-- Start --

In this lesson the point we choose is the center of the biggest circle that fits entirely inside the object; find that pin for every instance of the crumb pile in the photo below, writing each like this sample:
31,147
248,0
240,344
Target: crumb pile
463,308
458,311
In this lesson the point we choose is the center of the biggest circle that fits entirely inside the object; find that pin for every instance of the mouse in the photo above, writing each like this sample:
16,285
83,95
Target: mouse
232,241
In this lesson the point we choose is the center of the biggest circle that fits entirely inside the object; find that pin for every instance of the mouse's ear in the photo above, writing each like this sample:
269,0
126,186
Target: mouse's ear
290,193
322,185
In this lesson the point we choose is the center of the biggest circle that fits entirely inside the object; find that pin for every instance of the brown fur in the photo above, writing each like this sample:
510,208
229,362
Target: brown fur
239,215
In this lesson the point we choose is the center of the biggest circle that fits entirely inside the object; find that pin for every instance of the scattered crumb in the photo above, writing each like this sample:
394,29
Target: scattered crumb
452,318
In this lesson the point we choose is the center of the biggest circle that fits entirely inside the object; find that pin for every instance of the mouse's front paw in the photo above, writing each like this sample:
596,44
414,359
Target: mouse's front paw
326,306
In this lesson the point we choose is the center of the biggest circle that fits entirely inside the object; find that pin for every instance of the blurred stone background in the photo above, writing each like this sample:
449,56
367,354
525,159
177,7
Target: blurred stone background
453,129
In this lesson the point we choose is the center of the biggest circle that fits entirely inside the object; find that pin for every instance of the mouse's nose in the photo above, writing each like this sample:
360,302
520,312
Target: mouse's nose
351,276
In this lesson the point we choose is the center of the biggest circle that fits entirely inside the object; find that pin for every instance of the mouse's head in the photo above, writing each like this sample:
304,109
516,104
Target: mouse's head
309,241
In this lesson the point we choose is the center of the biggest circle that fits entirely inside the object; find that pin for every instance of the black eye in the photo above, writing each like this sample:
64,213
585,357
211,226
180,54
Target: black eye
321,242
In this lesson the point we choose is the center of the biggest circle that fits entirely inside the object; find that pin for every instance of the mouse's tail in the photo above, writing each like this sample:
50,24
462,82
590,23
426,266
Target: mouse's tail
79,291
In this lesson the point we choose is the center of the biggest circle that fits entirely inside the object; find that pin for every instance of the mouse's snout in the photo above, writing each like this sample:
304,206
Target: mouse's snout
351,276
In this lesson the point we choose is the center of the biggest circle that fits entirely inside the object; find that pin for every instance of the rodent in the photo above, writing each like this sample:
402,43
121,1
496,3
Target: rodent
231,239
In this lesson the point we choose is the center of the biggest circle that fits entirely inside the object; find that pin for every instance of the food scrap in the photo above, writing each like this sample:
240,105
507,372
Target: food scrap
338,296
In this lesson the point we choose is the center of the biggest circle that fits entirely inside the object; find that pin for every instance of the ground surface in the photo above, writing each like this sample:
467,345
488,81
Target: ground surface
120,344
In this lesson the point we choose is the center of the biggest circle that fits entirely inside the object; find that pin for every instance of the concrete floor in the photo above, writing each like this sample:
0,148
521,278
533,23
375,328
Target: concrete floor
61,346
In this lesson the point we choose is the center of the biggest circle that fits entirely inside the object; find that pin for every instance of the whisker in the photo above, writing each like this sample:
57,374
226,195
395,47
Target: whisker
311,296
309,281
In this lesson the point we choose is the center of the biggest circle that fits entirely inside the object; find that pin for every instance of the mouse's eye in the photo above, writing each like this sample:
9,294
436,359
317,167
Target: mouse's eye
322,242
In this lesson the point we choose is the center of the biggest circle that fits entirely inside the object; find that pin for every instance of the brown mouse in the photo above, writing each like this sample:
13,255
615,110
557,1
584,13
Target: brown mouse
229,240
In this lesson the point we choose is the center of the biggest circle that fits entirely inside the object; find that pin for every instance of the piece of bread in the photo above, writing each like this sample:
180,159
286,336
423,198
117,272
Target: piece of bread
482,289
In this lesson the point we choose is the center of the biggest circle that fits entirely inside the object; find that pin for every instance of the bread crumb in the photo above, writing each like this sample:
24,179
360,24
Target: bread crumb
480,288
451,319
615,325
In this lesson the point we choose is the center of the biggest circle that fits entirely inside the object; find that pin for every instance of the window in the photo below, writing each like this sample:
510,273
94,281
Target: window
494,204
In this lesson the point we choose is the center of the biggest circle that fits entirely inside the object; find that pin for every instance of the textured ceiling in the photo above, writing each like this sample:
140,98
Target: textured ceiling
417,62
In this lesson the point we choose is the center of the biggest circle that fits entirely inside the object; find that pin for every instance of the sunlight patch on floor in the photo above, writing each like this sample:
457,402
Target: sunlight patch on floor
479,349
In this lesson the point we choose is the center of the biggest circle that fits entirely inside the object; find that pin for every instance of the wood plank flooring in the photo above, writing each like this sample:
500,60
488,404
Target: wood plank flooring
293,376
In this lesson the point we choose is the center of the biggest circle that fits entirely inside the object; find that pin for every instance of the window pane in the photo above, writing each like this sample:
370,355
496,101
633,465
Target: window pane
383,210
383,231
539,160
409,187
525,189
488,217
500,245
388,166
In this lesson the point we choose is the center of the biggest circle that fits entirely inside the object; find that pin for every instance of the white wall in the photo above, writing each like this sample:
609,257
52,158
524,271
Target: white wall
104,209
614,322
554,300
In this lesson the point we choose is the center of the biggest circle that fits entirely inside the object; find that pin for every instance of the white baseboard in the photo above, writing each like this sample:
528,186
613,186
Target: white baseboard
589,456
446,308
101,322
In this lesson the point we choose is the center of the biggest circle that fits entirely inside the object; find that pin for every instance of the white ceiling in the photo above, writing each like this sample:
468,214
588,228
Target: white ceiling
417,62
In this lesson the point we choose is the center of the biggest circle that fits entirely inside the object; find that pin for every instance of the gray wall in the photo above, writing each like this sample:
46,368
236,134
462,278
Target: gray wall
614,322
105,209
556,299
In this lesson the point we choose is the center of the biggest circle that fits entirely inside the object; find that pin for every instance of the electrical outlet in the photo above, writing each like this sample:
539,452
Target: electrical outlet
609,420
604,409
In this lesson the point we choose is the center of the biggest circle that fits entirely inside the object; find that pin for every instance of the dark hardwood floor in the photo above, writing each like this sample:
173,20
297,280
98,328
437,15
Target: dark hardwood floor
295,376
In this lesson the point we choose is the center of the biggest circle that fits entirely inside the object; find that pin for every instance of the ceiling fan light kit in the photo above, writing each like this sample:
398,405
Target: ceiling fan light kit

-- End --

## [What the task asks]
Reproduce all of the data above, switching every occurrence of "writing each like this sample" to "formatting each as in this sample" and leaving everything else unchanged.

## [Correct result]
In this lesson the point we choose is the center of the biggest circle that fits entirely inside the object; find that pin for every instance of the crumb pile in the photo below, formatting each as in this sample:
31,147
248,0
240,344
Target: crumb pile
463,308
458,311
In this lesson the point we choose is the center of the biggest circle that fits entirely inside the object; find that pin for every instance of the mouse in the photo above, formatting each as in this sample:
16,285
83,95
Target: mouse
232,241
In this lesson the point we choose is the center of the biggest circle that fits entirely inside the object; find that pin for every instance of the mouse's ear in the photo above, formatting each as in this sample:
269,0
126,186
Target: mouse's ear
290,193
322,185
In this lesson the point we choose is the center of the biggest circle that fits entirely inside the object; find that pin for every instance of the brown fur in the photo above, formatting each as in this sample:
510,208
229,362
Target: brown fur
239,215
In this lesson the point we choose is the center of the biggest circle that fits entirely inside the object; find that pin for every instance of the scattered crumb in the photo above, formatting each as in this sample:
394,29
Target: scattered crumb
452,318
In this lesson the point we choose is the center of the biggest circle that fits entirely inside the object; find that pin for every instance of the mouse's front paw in the photo above, formatting each as in this sample:
596,44
414,359
Target: mouse's front paw
326,306
In this lesson the point we choose is the center of the biggest circle that fits entirely inside the object; find that pin for every instance of the blurred stone background in the photo above, formatting each as in this sample:
449,56
367,354
525,159
177,7
Target: blurred stone background
453,129
In this lesson the point we choose is the center of the biggest circle that fits entirely inside the object; find that pin for every instance of the mouse's nose in the photo above, formatting each as in this sample:
360,302
520,312
Target: mouse's nose
351,276
In this lesson the point we choose is the center of the biggest circle that fits entirely inside the object; find that pin for every instance of the mouse's head in the photo above, formatting each as in this sample:
304,109
516,104
Target: mouse's head
309,241
In this lesson the point we choose is the center of the biggest circle that fits entirely inside the object; find that pin for every instance of the black eye in the photo above, formatting each as in this sample:
64,213
585,357
211,226
180,54
Target: black eye
321,242
In this lesson the point we choose is the center of the biggest circle that fits entirely inside the object; find that pin for every instance of the mouse's tail in the photo above, formatting each as in this sample:
50,24
462,82
590,23
426,266
Target: mouse's tail
79,291
In this lesson the point we choose is the center of the biggest circle that fits entirely inside the object; find that pin for every instance of the mouse's snout in the photo above, formatting each as in this sample:
304,206
Target: mouse's snout
351,276
In this lesson the point we choose is the center of the biggest circle that fits entirely inside the object; find that pin for every instance of the rodent in the photo above, formatting each as in this sample:
402,43
121,1
496,3
Target: rodent
231,239
In this lesson the point we choose is the center of the biggest circle that fits entirely inside the object; find that pin for every instance of the food scrap in the photo above, formatting each as in this sample:
240,105
507,372
Target: food scrap
338,296
In this lesson the point we choose is the center of the biggest circle that fits entirely inside the object; find that pin for every instance of the ground surface in the photo above, formatting each as in this sample:
467,345
488,81
Target: ground surface
120,344
In this lesson the point we choose is the center of the biggest circle that fits entirely inside the object; find that pin for every instance of the concrete floor in the photo above, formatting each as in this sample:
0,148
521,278
533,23
375,328
Target: concrete floor
61,346
In this lesson the point we choose is the center of the biggest circle that fits entirely inside the object; find that pin for every instance of the whisker in the photo above, formatting each as in this sample:
57,374
226,195
395,47
Target: whisker
311,296
309,281
In this lesson the point we choose is the center of the biggest circle that fits entirely inside the object; find that pin for every instance of the mouse's eye in the photo above, formatting each as in this sample:
9,294
436,359
317,167
Target: mouse's eye
322,242
In this lesson the point we choose is the center of the biggest circle that fits entirely inside the object; find that pin for every instance of the brown mouse in the photo above, formatting each as in this sample:
13,255
615,110
557,1
584,13
Target: brown mouse
229,240
In this lesson the point we choose is the center of the biggest circle that fits entirely inside the object; find that pin for every instance of the piece of bread in the photo above, formatting each as in this sample:
180,159
286,336
423,198
117,272
Target: piece of bread
482,289
In this lesson the point we choose is the center of the biggest circle that fits entirely inside the object; find that pin for every instance of the bread crumb in the photo above, formatting each as in this sample:
24,179
360,24
Target: bread crumb
480,288
451,319
615,325
In this lesson the point we choose is the center of the biggest circle that fits entirely inside the object; find that pin for every instance of the window in the photo below, formatting each as in this sample:
510,273
94,281
Target: window
494,204
In this lesson the point we choose is the center of the biggest circle that fits entirely inside the object; find that pin for every instance of the textured ceiling in the photo above, formatting each as in this sample:
140,98
Target: textured ceiling
417,62
In this lesson the point we choose is the center of the biggest circle that fits entirely inside the object; find that pin for every instance of the sunlight patch on floor in the photo above, formatting each as in this sample:
457,402
Target: sunlight patch on floor
479,349
In this lesson the point we choose is the center of the biggest circle that fits entirely inside the object; find that pin for every instance of the wood plank flooring in the photo above, formatting each as in this sample:
500,60
488,404
Target: wood plank flooring
293,376
In this lesson the point we choose is the center of the biggest circle that fits entirely inside the object; find that pin for every instance of the window pane in the photo above, formatting each as in this sample:
370,355
496,101
633,465
Target: window pane
383,210
383,231
539,160
409,187
525,189
488,217
500,245
388,166
In this lesson the point we choose is the center of the biggest circle that fits entirely inside the object; find that pin for every instance of the white wall in the photo above, formatting each as in this sample:
609,257
52,158
524,271
Target: white wall
104,209
614,322
554,300
In this lesson the point we choose is the center of the biggest circle that fits entirely inside the object; find that pin for every instance of the white baseboard in the photo above, formatting each as in this sample:
528,186
613,186
Target: white baseboard
589,456
446,308
101,322
In this lesson the point we choose is the center of the biggest circle that fits entirely inside the object; find that pin for every instance of the white ceiling in the photo above, formatting each as in this sample:
468,214
588,228
Target: white ceiling
417,62
In this lesson the point we choose is the center of the biggest circle that fits entirely inside the object; find that pin for every instance of the gray wall in the photo above, formatting each as in this sample:
46,368
236,134
462,278
Target: gray wall
614,322
105,209
556,299
In this lesson the point we choose is the center of the biggest circle that fits entirely inside the object; find that pin for every instance of the electrical outlet in the photo above, formatting each as in this sample:
539,452
Target: electrical outlet
609,420
604,409
In this lesson the point we choose is the center of the biggest circle that fits entirely inside the object; find that pin for every instance of the dark hardwood floor in the photo above, formatting each as in this sample:
173,20
297,280
98,328
437,15
Target: dark hardwood floor
295,376
In this lesson the point we choose is the center of the biggest circle that fits entirely inside the object; find that pin for every instance of the ceiling fan light kit in the photo above, formatting each as in this sample:
398,405
Target: ceiling fan light kit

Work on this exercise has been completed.